**GOALS:**
a) Please copy the cpufreq mailing-list thread from "On 08/01/2013 08:14" up to and including "after __cpufreq_add_dev() has returned.", renaming "refcount" to "reference count" throughout.
b) Write what comes next in the cpufreq mailing-list thread, picking up right after its final line.

**GIVEN TEXT:**
>> start

Re: [RFC][PATCH] cpufreq: Do not hold driver module references for additional policy CPUs

"Srivatsa S. Bhat" <srivatsa.bhat@xxxxxxxxxxxxxxxxxx> · Thu, 01 Aug 2013 20:54:59 +0530

On 08/01/2013 08:14 PM, Viresh Kumar wrote:
> On 1 August 2013 13:41, Srivatsa S. Bhat
> <srivatsa.bhat@xxxxxxxxxxxxxxxxxx> wrote:
>> On 08/01/2013 05:38 AM, Rafael J. Wysocki wrote:
>>> From: Rafael J. Wysocki <rafael.j.wysocki@xxxxxxxxx>
>>>
>>> The cpufreq core is a little inconsistent in the way it uses the
>>> driver module refcount.
>>>
>>> Namely, if __cpufreq_add_dev() is called for a CPU without siblings
>>> or generally a CPU for which a new policy object has to be created,
>>> it grabs a reference to the driver module to start with, but drops
>>> that reference before returning.  As a result, the driver module
>>> refcount is then equal to 0 after __cpufreq_add_dev() has returned.
>>>
>>> On the other hand, if the given CPU is a sibling of some other
>>> CPU already having a policy, cpufreq_add_policy_cpu() is called
>>> to link the new CPU to the existing policy.  In that case,
>>> cpufreq_cpu_get() is called to obtain that policy and grabs a
>>> reference to the driver module, but that reference is not
>>> released and the module refcount will be different from 0 after
>>> __cpufreq_add_dev() returns (unless there is an error).  That
>>> prevents the driver module from being unloaded until
>>> __cpufreq_remove_dev() is called for all the CPUs that
>>> cpufreq_add_policy_cpu() was called for previously.
>>>
>>> To remove that inconsistency make cpufreq_add_policy_cpu() execute
>>> cpufreq_cpu_put() for the given policy before returning, which
>>> decrements the driver module refcount so that it will be 0 after
>>> __cpufreq_add_dev() returns,
>>
>> Removing the inconsistency is a good thing, but I think we should
>> make it consistent the other way around - make a CPU-online increment
>> the driver module refcount and decrement it only on CPU-offline.
> 
> I took time to review to this mail as I was looking at the problem
> yesterday. I am sorry to say, but I have completely different views as
> compared to You and Rafael both :)
> 
> First of all, Rafael's patch is incomplete as it hasn't fixed the issue
> completely. When we have multiple CPUs per policy and
> cpufreq_add_dev() is called for the first one, it call cpufreq_get_cpu()
> for all cpus of this policy(), so count is == x (no. of CPUs in this policy)
> + 1 (This is the initial value of .owner).
> 
> And so we still have module count getting incremented for other cpus :)
>

Good catch!

> Now few lines about My point of view to this whole thing. I believe we
> should get rid of .owner field from struct cpufreq_driver completely. It
> doesn't make sense to me in doing all this management at all. Surprised?
> Shocked? Laughing at me? :)
> 
> Well I may be wrong but this is what I think:
> - It looks stupid to me that I can't do this from userspace in one go:
>   $ insmod cpufreq_driver.ko
>   $ rmmod cpufreq_driver.ko
> 
> What the hell changed in between that isn't visible to user? It looked
> completely stupid in that way..

>> end

**DATA EXTRACT:**
>> start

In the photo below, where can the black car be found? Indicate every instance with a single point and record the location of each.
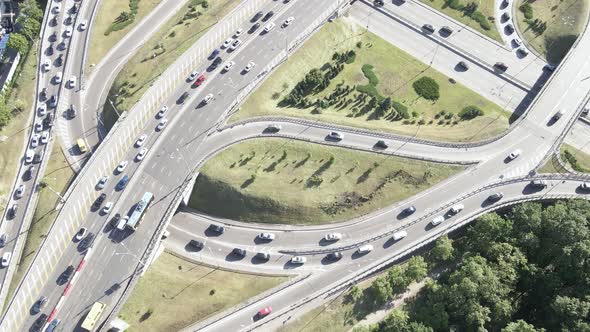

>> end

**THE RESPONSES:**
a)
On 08/01/2013 08:14 PM, Viresh Kumar wrote:
> On 1 August 2013 13:41, Srivatsa S. Bhat
> <srivatsa.bhat@xxxxxxxxxxxxxxxxxx> wrote:
>> On 08/01/2013 05:38 AM, Rafael J. Wysocki wrote:
>>> From: Rafael J. Wysocki <rafael.j.wysocki@xxxxxxxxx>
>>>
>>> The cpufreq core is a little inconsistent in the way it uses the
>>> driver module reference count.
>>>
>>> Namely, if __cpufreq_add_dev() is called for a CPU without siblings
>>> or generally a CPU for which a new policy object has to be created,
>>> it grabs a reference to the driver module to start with, but drops
>>> that reference before returning.  As a result, the driver module
>>> reference count is then equal to 0 after __cpufreq_add_dev() has returned.

b)
> 
> Something like this sure makes sense:
> $ insmod ondemand-governor.ko
> $ change governor to ondemand for few CPUs
> $ rmmod ondemand-governor.ko
> 
> as we have deliberately add few users of governor. And so without second
> step, rmmod should really work smoothly. And it does.
> 
> Now, why shouldn't there be a problem with this approach? I will write
> that inline to the problems you just described.
> 
>> The reason is, one should not be able to unload the back-end cpufreq
>> driver module when some CPUs are still being managed. Nasty things
>> will result if we allow that. For example, if we unload the module,
>> and then try to do a CPU offline, then the cpufreq hotplug notifier
>> won't even be called (because cpufreq_unregister_driver also
>> unregisters the hotplug notifier). And that might be troublesome.
> 
> So what? Its simply equivalent to we have booted our system, haven't
> inserted cpufreq module and taken out a cpu.
> 
>> Even worse, if we unload a cpufreq driver module and load a new
>> one and *then* try to offline the CPU, then the cpufreq_driver->exit()
>> function that we call during CPU offline will end up calling the
>> corresponding function of an entirely different driver! So the
>> ->init() and ->exit() calls won't match.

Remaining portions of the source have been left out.